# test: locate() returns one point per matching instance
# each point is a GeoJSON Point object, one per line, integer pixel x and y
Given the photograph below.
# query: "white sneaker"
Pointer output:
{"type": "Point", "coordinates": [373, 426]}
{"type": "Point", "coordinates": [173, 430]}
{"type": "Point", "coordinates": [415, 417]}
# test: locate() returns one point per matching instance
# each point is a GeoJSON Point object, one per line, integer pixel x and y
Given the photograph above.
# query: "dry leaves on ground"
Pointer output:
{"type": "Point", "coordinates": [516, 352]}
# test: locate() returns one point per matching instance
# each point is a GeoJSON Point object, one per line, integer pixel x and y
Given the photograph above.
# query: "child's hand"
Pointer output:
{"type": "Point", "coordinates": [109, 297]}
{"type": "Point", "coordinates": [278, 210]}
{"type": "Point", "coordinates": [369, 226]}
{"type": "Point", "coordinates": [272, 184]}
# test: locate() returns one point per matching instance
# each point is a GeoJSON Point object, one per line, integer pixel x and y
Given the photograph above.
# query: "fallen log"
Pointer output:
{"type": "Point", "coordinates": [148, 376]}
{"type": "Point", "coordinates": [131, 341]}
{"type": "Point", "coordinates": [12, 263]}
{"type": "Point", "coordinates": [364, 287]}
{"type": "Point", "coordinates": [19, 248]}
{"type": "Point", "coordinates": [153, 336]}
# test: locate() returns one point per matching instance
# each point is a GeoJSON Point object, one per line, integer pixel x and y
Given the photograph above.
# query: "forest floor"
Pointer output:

TASK STATEMENT =>
Start at the first line of the material and write everything out exactly.

TASK ANSWER =>
# test: locate() returns one point per matching instance
# each point is a GeoJSON Point object, one per line, integer pixel x and y
Given the photograph below.
# query: "white sneaker"
Pointer output:
{"type": "Point", "coordinates": [373, 426]}
{"type": "Point", "coordinates": [173, 430]}
{"type": "Point", "coordinates": [415, 417]}
# test: locate() returns one point per matching instance
# each point is a GeoJSON Point object, one per line, integer pixel x and y
Given the photograph above.
# query: "dry leaves on ground"
Pointer output:
{"type": "Point", "coordinates": [516, 352]}
# test: locate() returns one point per matching instance
# each point is a GeoJSON Point object, one per line, integer pixel x and y
Given the photograph above.
# query: "child's hand"
Pointer output:
{"type": "Point", "coordinates": [109, 297]}
{"type": "Point", "coordinates": [278, 210]}
{"type": "Point", "coordinates": [369, 226]}
{"type": "Point", "coordinates": [272, 184]}
# test: locate() returns one point per matching instance
# each point is a GeoJSON Point object, one per line, integer pixel x and y
Given the photograph above.
# query: "fallen log"
Pointer output:
{"type": "Point", "coordinates": [148, 376]}
{"type": "Point", "coordinates": [131, 341]}
{"type": "Point", "coordinates": [12, 263]}
{"type": "Point", "coordinates": [364, 287]}
{"type": "Point", "coordinates": [19, 248]}
{"type": "Point", "coordinates": [153, 336]}
# test: locate() returns one point per matching instance
# each point is a GeoJSON Point object, one per line, integer pixel x and y
Given the photograph above.
# query: "forest floor"
Pointer output:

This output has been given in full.